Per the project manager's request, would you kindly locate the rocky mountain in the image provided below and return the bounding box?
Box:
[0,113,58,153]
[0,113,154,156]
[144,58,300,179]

——

What the task asks
The data must be given again in full. Keep every line identical.

Output for this task
Per the project manager's request, would you kindly locate the rocky mountain in the image provided below and return the bounding box?
Box:
[0,113,58,153]
[0,113,154,156]
[144,58,300,179]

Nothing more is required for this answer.